* Requirement 1: Please write out everything in the boxplot text from "Explanations of the" down to "and 75th percentiles.", word for word.

* Quoted passage:
A boxplot is a graphical tool used to illustrate the distribution of a measured variable. It not only shows the location and spread of the data but also highlights outliers. Because of its compact format, different data sets can be quickly compared with one another—for example, before and after a process improvement, or between different machines, shifts, or material batches.

  • Example tomato sauce:

Viscosity measurements are routinely taken during the production of tomato sauce. To get an initial overview of the distribution, a boxplot is created. This shows at a glance how symmetrical or skewed the data distribution is and whether there are any outliers.

Explanations of the results:

A boxplot consists of several elements that together describe the distribution of the data:

  • Median: The line inside the box indicates the middle value of the data.
  • Box (interquartile range): It encompasses the middle 50% of all values, i.e., the range between the 25th and 75th percentiles.
  • “Whiskers” (antennas): These lines indicate the range of values outside the box. Typically, a whisker extends up to 1.5 times the interquartile range.
  • Outliers: Values outside the whiskers are displayed as individual points.

  • Procedure

Preliminary Work

  1. Select a continuous measurement parameter and collect measurement data (e.g., viscosity).

Use in AlphadiTab

  1. In the Measure phase, select the Boxplot tool.
  2. Select “Viscosity” for the data.
  3. Generate the chart using the “Create New” button.

Interpretation

  1. Is the median located in the center of the box? → Symmetrical distribution.

* Excerpted data:
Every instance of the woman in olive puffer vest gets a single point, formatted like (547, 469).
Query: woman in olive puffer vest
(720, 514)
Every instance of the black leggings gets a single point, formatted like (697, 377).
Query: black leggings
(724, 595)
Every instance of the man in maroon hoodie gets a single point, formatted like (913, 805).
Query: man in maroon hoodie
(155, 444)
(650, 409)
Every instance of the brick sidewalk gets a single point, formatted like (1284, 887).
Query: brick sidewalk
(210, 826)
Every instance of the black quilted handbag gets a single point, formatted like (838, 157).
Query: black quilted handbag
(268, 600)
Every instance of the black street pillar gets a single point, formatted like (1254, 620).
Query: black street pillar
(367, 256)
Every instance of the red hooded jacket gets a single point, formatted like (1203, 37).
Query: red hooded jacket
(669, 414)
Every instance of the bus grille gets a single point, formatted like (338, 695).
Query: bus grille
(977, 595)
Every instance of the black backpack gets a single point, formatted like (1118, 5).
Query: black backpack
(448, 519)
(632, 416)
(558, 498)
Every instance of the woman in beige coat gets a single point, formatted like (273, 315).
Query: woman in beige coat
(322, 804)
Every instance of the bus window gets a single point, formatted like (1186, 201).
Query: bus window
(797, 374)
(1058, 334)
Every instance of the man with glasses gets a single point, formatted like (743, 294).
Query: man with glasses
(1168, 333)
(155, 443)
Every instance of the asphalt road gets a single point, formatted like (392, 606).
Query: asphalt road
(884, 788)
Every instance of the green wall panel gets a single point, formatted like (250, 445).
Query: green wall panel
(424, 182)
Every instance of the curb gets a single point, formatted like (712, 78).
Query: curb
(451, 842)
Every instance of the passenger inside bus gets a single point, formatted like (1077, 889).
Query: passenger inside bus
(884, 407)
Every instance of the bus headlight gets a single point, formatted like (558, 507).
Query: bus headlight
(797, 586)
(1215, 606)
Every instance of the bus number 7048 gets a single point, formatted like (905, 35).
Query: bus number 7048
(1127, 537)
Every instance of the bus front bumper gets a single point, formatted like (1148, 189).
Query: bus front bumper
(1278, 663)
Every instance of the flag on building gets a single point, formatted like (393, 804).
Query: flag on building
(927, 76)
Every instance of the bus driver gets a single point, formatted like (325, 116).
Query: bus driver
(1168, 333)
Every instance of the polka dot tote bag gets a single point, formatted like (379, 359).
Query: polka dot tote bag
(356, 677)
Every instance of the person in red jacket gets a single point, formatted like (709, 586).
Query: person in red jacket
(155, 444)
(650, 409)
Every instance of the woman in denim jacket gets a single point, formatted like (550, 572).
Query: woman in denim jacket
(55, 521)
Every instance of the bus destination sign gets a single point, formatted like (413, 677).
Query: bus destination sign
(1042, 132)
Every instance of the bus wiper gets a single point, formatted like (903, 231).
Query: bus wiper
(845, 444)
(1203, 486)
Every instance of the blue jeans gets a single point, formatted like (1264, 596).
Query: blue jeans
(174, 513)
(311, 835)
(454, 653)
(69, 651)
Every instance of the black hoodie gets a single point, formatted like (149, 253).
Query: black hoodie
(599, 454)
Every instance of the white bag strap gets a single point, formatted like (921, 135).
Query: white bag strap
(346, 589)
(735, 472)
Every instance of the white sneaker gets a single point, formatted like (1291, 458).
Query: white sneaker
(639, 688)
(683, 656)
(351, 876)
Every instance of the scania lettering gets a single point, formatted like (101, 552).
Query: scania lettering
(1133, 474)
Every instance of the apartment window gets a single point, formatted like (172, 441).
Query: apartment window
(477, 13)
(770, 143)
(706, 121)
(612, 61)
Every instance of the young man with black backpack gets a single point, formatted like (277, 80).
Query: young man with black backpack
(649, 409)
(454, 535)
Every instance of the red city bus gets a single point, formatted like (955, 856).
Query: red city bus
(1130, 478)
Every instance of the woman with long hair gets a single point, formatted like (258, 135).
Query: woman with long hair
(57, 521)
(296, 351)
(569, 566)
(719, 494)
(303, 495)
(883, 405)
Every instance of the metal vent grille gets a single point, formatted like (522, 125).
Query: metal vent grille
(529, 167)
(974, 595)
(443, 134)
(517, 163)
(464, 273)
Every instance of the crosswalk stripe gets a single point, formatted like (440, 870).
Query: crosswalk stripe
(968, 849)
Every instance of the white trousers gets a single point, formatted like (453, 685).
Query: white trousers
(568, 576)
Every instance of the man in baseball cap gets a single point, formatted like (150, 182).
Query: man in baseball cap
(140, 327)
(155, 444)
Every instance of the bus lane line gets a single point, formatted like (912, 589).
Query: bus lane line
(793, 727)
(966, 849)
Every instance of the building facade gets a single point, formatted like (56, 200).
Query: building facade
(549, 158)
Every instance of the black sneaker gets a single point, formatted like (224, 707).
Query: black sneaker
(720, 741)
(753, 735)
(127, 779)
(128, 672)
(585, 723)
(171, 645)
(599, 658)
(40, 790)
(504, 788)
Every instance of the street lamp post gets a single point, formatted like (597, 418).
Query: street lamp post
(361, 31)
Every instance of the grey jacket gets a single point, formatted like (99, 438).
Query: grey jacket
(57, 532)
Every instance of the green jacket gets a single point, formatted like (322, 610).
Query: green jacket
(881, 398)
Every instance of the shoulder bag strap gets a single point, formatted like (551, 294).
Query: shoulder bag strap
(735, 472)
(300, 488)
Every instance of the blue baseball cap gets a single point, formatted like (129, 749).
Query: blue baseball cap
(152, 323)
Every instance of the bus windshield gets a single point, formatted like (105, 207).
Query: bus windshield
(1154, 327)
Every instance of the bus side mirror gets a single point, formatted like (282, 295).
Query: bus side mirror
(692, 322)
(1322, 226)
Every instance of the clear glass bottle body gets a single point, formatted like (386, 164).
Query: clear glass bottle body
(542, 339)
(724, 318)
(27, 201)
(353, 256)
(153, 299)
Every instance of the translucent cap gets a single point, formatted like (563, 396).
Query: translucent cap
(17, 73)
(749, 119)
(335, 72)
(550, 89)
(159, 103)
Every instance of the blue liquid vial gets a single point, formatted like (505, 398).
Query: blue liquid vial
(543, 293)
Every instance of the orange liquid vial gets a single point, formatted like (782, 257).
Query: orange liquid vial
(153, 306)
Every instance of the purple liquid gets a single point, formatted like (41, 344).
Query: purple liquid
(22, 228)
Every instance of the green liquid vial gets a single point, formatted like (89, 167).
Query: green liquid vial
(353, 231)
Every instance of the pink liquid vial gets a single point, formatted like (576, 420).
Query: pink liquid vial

* Requirement 2: Replace "vial" with "tube" in the listing, covering everything from the line containing "Every instance of the clear" down to the listing's last line. Return only those lines, with nothing else changed.

* Correct output 1:
Explanations of the results:

A boxplot consists of several elements that together describe the distribution of the data:

  • Median: The line inside the box indicates the middle value of the data.
  • Box (interquartile range): It encompasses the middle 50% of all values, i.e., the range between the 25th and 75th percentiles.

* Correct output 2:
Every instance of the clear glass bottle body gets a single point, formatted like (386, 164).
Query: clear glass bottle body
(542, 339)
(724, 318)
(27, 201)
(353, 256)
(153, 299)
Every instance of the translucent cap gets a single point, formatted like (563, 396).
Query: translucent cap
(17, 73)
(749, 119)
(335, 72)
(550, 89)
(159, 103)
Every instance of the blue liquid tube gets a single point, formatted like (505, 398).
Query: blue liquid tube
(543, 293)
Every instance of the orange liquid tube gets a single point, formatted like (782, 257).
Query: orange liquid tube
(153, 306)
Every instance of the purple liquid gets a single point, formatted like (41, 344).
Query: purple liquid
(22, 228)
Every instance of the green liquid tube gets a single point, formatted like (89, 167).
Query: green liquid tube
(353, 231)
Every instance of the pink liquid tube gets a single point, formatted like (576, 420).
Query: pink liquid tube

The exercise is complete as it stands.